TESTO:

========================================

SPIRITUALITÀ  – Le 12 parole del percorso educativo

     

    12.a parola “SPIRITUALITÀ”

     

     

    “Last but not least” cioè l’ultima parola del nostro percorso educativo, ma non per importanza, è la SPIRITUALITÀ. Se il significato delle altre 11 parole è confuso, il picco della confusione è raggiunto con questo termine, visto che nel mondo di oggi spiritualità sembra indicare tutto e il suo contrario. Nella visione cristiana della persona invece la spiritualità ha un significato preciso che è collegato con la realtà dell’ANIMA (o SPIRITO) la quale si distingue sia dalla PSICHE (che è l’insieme delle funzioni cerebrali, emotive, affettive e relazionali con cui l’individuo ha esperienza del mondo esterno e coscienza di sé) sia dal CORPO (che è la parte materiale e sensibile della persona).

    Nel catechismo di Pio X l’anima è la parte più nobile dell’uomo, perché è sostanza spirituale, dotata d’intelletto e di volontà, capace di conoscere Dio e di possederlo eternamente. “Dio creò l’uomo a sua immagine; a immagine di Dio lo creò; maschio e femmina li creò” (Genesi 1,27). E ancora: “Dio plasmò l’uomo con polvere del suolo e soffiò nelle sue narici un alito di vita e l’uomo divenne un essere vivente” (Genesi 2,7). Questa realtà ci fa immagine di Dio e ci rende capaci di dialogare e di interagire con Dio e in questa relazione consiste la spiritualità. Ma oggi questa dimensione è trascurata e persino negata o tutt’al più la si riduce al benessere derivante dalla personale armonia con la propria interiorità o con la natura e il mondo.

    La spiritualità invece consiste anzitutto in un rapporto intimo e un dialogo continuo fra due persone cioè l’io e Dio, rapporto nel quale l’io si dona a Dio in fiducia completa e dialoga con lui su un piano di reciproca confidenza assoluta. Io mi fido di Dio perché so che Lui si fida di me e si dona a me con una generosità, una misericordia e una provvidenza così grandi da eliminare ogni barriera e ostacolo fino a rendere possibile di vivere con Dio, per Dio e in Dio. E allora si può arrivare a fare esperienza di ciò che razionalmente sembra impossibile e cioè l’annullamento della distanza infinita che esiste tra il Creatore e la sua creatura, fino a poter dire: “Non sono più io che vivo, ma è Lui che vive in me” (Gal 2,20).

========================================

[Descrizioni di regioni in linguaggio naturale]
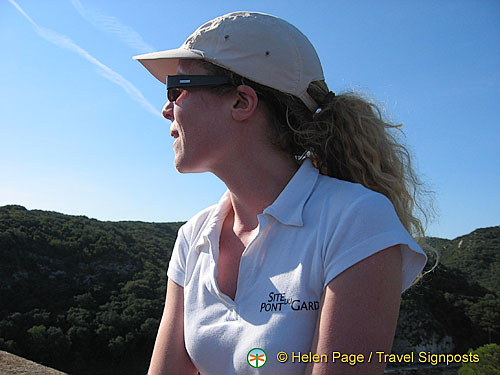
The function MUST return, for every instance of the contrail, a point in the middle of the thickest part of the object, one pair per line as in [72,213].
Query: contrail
[113,25]
[65,42]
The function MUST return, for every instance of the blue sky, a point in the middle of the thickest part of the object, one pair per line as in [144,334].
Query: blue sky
[81,134]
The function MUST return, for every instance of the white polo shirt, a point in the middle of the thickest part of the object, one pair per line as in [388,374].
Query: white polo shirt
[317,227]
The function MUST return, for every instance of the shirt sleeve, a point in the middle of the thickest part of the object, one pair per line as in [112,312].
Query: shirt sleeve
[177,265]
[370,224]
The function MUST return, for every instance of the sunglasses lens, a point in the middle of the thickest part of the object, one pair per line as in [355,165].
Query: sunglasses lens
[173,94]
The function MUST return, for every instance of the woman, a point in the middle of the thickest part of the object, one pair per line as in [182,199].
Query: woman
[309,249]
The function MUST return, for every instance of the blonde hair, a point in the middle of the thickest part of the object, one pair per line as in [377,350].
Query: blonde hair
[346,138]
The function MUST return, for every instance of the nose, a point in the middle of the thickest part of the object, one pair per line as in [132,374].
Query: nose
[168,111]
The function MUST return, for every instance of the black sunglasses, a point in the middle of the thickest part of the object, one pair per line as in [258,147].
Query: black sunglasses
[175,84]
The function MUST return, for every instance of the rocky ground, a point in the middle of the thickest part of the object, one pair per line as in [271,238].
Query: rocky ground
[11,364]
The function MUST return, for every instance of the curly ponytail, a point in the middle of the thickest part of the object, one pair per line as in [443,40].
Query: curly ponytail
[346,138]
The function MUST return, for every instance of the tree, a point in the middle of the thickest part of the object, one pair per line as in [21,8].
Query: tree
[489,361]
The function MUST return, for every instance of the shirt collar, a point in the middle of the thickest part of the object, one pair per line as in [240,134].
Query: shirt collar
[289,206]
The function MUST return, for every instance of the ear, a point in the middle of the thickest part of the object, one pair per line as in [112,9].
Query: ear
[245,103]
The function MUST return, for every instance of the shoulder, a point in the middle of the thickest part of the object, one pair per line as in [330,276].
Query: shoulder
[198,223]
[336,200]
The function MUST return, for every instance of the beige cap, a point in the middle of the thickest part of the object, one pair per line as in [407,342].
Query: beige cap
[258,46]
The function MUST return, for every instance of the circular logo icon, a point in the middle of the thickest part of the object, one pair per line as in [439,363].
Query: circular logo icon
[256,357]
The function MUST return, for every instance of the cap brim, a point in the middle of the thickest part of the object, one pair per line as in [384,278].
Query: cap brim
[163,63]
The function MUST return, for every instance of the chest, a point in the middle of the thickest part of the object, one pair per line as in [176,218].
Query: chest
[231,248]
[274,307]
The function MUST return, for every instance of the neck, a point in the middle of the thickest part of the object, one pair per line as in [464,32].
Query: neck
[254,185]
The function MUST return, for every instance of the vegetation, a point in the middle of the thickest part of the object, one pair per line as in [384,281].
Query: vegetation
[489,361]
[86,296]
[81,295]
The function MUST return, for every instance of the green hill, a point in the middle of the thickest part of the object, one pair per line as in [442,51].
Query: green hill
[86,296]
[78,294]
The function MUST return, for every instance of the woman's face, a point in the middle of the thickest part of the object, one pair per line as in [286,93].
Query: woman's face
[199,125]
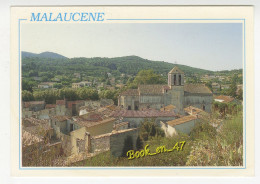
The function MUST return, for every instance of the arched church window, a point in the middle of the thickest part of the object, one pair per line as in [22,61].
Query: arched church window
[174,79]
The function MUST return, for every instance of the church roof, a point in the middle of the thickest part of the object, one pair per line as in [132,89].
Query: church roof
[130,92]
[176,70]
[151,89]
[197,88]
[181,120]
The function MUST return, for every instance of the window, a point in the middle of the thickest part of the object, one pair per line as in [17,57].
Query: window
[174,79]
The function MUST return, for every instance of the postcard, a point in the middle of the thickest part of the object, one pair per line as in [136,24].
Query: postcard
[132,91]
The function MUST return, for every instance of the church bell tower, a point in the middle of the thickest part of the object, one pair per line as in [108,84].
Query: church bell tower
[176,84]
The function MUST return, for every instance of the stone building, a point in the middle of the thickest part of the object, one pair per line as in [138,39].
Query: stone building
[175,93]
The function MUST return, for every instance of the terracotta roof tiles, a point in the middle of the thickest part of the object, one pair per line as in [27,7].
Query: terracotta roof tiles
[181,120]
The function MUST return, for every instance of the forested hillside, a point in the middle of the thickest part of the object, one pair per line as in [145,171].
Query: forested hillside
[130,65]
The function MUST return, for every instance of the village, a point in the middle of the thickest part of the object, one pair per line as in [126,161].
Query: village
[81,129]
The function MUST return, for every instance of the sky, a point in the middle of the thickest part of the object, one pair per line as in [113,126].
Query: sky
[212,46]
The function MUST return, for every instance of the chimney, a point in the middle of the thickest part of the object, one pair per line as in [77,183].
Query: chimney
[192,111]
[89,142]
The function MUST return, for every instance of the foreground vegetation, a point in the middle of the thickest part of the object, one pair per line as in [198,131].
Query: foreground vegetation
[205,146]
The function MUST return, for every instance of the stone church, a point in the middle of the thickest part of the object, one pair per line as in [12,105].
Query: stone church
[175,93]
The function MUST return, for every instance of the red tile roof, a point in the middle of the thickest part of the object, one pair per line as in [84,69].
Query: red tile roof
[60,118]
[28,104]
[82,122]
[181,120]
[197,88]
[130,92]
[70,103]
[224,98]
[151,89]
[49,106]
[143,113]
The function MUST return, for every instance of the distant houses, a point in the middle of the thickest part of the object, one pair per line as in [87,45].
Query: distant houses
[81,84]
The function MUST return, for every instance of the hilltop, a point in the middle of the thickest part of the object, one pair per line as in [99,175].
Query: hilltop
[130,65]
[42,55]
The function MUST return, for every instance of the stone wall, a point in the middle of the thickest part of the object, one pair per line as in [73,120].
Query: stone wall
[136,122]
[198,100]
[185,127]
[117,140]
[100,143]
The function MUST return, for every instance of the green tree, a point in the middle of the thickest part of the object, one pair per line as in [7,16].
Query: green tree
[27,96]
[128,145]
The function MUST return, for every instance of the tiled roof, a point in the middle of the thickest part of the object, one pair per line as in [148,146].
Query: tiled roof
[60,102]
[143,114]
[168,108]
[151,89]
[176,70]
[49,106]
[28,104]
[181,120]
[70,103]
[130,92]
[197,88]
[60,118]
[29,139]
[192,110]
[121,124]
[92,116]
[86,123]
[33,121]
[224,98]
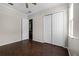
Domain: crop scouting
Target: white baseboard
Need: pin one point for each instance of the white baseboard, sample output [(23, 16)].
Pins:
[(69, 52)]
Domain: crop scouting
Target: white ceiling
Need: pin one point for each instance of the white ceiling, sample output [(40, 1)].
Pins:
[(33, 8)]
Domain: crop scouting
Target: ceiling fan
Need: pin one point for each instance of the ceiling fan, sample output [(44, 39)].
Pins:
[(26, 4)]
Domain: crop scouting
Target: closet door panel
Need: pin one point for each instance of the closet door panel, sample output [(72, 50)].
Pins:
[(47, 29)]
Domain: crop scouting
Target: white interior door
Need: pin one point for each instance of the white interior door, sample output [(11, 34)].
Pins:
[(58, 29), (47, 29), (25, 29)]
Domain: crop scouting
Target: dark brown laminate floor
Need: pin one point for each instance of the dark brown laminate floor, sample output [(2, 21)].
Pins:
[(27, 48)]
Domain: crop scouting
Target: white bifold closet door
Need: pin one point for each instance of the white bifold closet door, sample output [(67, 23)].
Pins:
[(47, 29), (58, 29), (54, 29)]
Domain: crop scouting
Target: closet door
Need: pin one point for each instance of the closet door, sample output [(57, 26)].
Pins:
[(58, 29), (47, 29)]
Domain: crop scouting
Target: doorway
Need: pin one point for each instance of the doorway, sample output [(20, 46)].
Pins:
[(30, 29)]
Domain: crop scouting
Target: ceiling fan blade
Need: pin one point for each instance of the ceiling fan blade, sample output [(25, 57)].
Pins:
[(26, 5), (34, 3)]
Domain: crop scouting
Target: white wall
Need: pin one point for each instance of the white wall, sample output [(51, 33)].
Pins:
[(38, 21), (73, 42), (10, 25), (25, 29)]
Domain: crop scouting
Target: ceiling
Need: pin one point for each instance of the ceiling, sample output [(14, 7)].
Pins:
[(33, 8)]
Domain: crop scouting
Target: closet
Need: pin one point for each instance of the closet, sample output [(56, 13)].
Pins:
[(54, 29)]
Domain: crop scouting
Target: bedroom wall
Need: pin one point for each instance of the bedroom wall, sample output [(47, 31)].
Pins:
[(38, 21), (73, 42), (10, 25)]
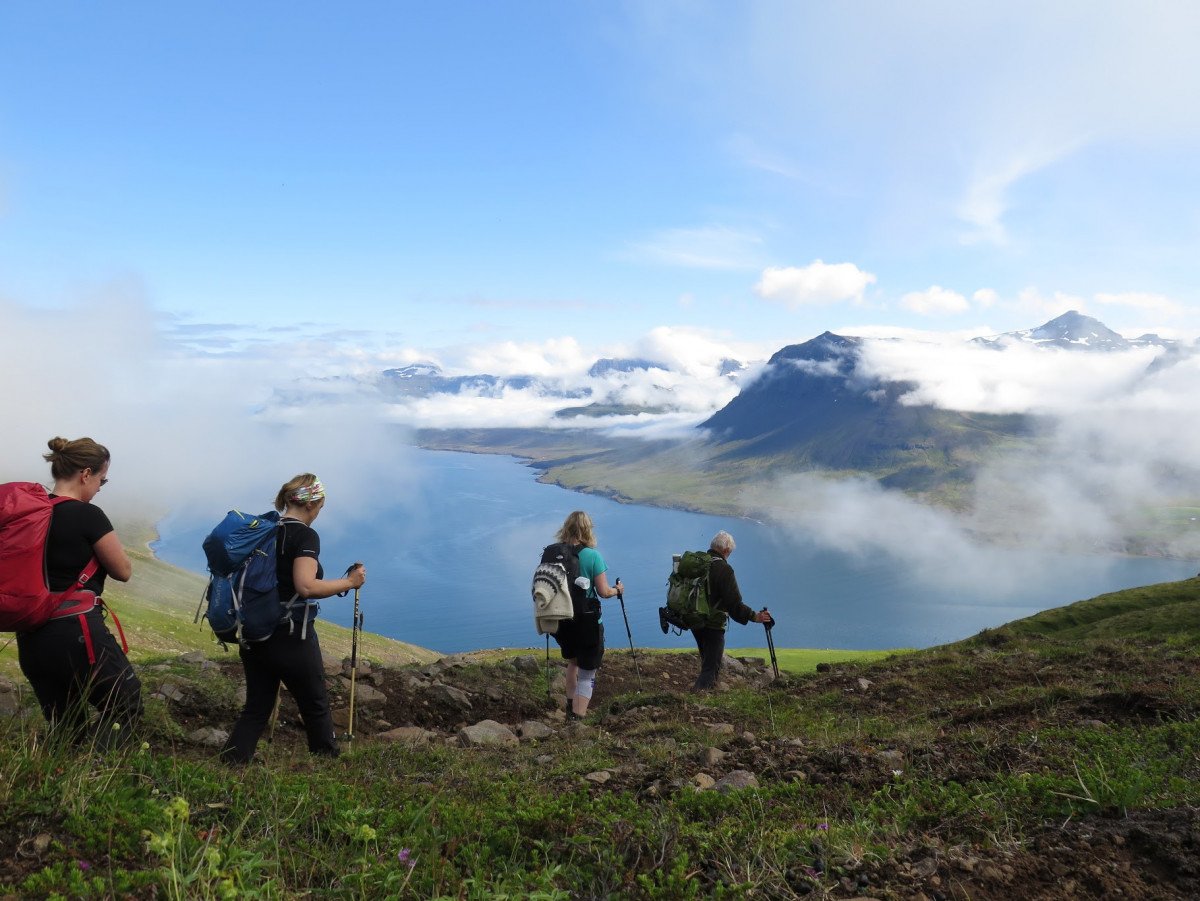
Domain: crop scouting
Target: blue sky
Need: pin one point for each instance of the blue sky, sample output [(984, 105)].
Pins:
[(411, 176)]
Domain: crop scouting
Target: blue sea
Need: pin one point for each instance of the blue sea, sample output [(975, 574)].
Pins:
[(449, 569)]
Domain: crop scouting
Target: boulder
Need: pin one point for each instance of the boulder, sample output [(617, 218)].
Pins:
[(364, 695), (409, 736), (526, 664), (169, 691), (732, 665), (736, 781), (209, 737), (534, 731), (487, 733), (449, 695)]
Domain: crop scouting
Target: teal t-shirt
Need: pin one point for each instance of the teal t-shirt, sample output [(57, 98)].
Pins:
[(592, 565)]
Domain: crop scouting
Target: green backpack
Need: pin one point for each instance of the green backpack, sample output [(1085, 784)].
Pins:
[(688, 605)]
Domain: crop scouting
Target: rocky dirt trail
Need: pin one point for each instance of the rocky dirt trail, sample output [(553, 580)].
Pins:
[(643, 709)]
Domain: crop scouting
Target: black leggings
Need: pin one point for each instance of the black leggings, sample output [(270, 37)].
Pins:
[(711, 643), (298, 664), (54, 659)]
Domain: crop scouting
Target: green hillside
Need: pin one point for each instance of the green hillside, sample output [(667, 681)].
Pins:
[(1169, 611), (1056, 757)]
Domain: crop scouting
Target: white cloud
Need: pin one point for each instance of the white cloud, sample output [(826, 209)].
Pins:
[(705, 247), (550, 358), (985, 298), (817, 283), (1018, 379), (186, 430), (934, 301), (987, 196)]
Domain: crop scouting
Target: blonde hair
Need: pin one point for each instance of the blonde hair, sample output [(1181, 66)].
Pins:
[(304, 488), (723, 542), (577, 529), (70, 457)]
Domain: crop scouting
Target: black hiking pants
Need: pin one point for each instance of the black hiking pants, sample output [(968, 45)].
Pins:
[(711, 643), (54, 659), (295, 662)]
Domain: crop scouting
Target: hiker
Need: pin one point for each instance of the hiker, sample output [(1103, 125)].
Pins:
[(581, 638), (726, 598), (292, 654), (73, 658)]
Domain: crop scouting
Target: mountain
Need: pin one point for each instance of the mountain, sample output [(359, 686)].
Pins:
[(811, 408), (1075, 331)]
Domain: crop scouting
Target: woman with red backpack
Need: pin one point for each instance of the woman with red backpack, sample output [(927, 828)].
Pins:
[(73, 660)]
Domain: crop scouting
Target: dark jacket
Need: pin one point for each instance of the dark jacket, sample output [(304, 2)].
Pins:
[(724, 592)]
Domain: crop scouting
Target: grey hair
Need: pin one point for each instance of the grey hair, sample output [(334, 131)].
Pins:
[(723, 542)]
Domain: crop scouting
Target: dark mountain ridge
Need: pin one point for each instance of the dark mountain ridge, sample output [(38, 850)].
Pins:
[(813, 408)]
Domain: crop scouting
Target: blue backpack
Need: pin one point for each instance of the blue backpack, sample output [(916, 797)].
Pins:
[(243, 594)]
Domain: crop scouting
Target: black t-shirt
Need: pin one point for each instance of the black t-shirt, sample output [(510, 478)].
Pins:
[(298, 540), (75, 528)]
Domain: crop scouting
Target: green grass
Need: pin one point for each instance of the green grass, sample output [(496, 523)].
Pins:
[(1169, 610), (1080, 721), (799, 660)]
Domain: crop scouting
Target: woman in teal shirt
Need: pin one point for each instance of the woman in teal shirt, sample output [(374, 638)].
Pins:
[(581, 638)]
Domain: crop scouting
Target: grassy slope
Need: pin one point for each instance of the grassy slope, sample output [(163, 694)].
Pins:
[(1053, 757), (1167, 611)]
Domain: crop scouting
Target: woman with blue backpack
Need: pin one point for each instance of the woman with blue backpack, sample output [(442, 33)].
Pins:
[(292, 653)]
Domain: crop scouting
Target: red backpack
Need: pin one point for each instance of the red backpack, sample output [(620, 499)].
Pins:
[(25, 600)]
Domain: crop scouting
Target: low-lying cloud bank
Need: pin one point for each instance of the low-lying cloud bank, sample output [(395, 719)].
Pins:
[(1115, 460), (214, 424)]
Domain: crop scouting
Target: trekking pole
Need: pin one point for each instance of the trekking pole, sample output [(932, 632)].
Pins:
[(275, 714), (355, 629), (771, 643), (621, 596)]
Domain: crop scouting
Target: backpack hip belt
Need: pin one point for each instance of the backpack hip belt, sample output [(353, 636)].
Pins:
[(79, 602)]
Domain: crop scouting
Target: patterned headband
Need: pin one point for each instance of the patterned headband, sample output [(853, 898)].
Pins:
[(309, 492)]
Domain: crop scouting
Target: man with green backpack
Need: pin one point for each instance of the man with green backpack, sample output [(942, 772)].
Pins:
[(702, 594)]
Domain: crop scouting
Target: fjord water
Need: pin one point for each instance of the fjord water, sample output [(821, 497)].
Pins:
[(449, 569)]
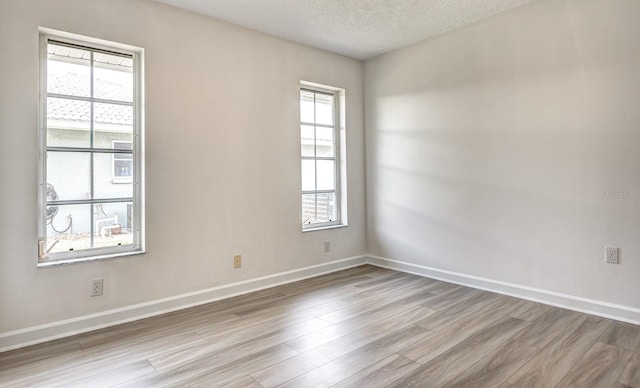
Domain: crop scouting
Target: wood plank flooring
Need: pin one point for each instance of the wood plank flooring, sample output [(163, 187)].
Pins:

========================================

IL TUO COMPITO: Continua, per favore, il testo sulla spiritualità dopo l'ultima frase, quella che termina con la citazione di Gal 2,20.

ESERCIZIO SVOLTO:
    Questo rapporto apre la nostra mente, il nostro cuore, la nostra vita su orizzonti sconfinati perché “Prima di formarti nel grembo materno, ti conoscevo, prima che tu uscissi alla luce, ti ho consacrato…” (Geremia 1,5…). Non solo: “dopo che la mia pelle sarà distrutta, nella mia carne vedrò Dio. Lo vedrò io stesso; i miei occhi lo contempleranno, non da straniero…” (Giobbe 19,25…). Nulla mi sarà impossibile: “Tutto posso in colui che mi dà la forza” (Filippesi 4,13) e nulla mi mancherà: “Il Signore è il mio pastore, non manco di nulla” (Salmo 22). Perché chi crede è sempre giovane: “quanti sperano nel Signore riacquistano forza, mettono ali come aquile, corrono senza affannarsi, camminano senza stancarsi” (Isaia 40,31).

    Il risultato del rapporto e dialogo intimo fra Dio e noi sue creature è che “il vostro cuore si rallegrerà e nessuno potrà togliere la vostra gioia” (Giovanni 16,20-22). Le pratiche della fede le conosciamo e sono comuni a tutte le religioni: la preghiera che alimenta il vicendevole rapporto della persona umana con quella divina; la carità che Gesù riassume nella regola d’oro: “Fa’ agli altri ciò che vorresti fosse fatto a te” (Matteo 7) e il digiuno cioè la capacità di dominare e vincere le cattive tendenze e inclinazioni “Il frutto dello Spirito è amore, gioia, pace, pazienza, gentilezza, bontà, fede, mansuetudine, autocontrollo...” (Galati 5,22).